#### [WHAT TO PRODUCE]
Could you write out the stretch of records from the line containing "Rules. Find each instance of the front" through the end of the records, both ends included, with every answer coordinate rescaled by 0.3 and rounded to a whole number, halves rounded up? Copy the requests and their format samples unchanged.

■ ■ ■ ■

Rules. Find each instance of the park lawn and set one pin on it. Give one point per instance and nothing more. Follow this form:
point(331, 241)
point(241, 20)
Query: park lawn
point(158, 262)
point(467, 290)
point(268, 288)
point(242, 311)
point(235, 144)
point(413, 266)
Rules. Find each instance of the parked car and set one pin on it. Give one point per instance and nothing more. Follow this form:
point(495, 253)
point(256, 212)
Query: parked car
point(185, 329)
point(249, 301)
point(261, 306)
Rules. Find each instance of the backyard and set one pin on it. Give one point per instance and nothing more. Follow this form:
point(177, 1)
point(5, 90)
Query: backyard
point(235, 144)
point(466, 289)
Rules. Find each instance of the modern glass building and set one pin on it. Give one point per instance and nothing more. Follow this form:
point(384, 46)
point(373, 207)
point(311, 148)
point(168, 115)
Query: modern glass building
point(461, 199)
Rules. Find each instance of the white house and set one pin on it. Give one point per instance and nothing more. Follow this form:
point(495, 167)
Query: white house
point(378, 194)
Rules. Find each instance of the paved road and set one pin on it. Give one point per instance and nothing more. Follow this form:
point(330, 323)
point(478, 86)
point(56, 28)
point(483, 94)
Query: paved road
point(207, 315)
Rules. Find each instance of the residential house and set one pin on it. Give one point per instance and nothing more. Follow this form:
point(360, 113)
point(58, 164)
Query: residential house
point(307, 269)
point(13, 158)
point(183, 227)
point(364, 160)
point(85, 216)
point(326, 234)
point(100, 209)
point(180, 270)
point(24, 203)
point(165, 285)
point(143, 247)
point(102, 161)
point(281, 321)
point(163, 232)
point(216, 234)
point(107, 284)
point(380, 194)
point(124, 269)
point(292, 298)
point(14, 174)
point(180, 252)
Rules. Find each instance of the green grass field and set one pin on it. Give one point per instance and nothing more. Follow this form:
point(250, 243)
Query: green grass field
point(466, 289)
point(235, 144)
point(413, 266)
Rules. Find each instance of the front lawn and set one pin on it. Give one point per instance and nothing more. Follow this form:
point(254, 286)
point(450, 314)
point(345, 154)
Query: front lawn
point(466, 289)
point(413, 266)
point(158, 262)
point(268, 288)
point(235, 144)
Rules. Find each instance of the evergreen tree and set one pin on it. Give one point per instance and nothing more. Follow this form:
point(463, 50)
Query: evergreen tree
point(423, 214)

■ ■ ■ ■

#### [WRITTEN RESPONSE]
Rules. Find each instance of the front lawn and set one pin on it. Give one point per instance and nothing more. Follow this form:
point(254, 286)
point(450, 314)
point(345, 154)
Query: front lawn
point(140, 87)
point(124, 80)
point(47, 79)
point(80, 86)
point(71, 43)
Rules. Find each instance of the evergreen tree and set one pin on it. Give one point per instance and nothing more. Follow this form:
point(463, 50)
Query: evergreen tree
point(127, 64)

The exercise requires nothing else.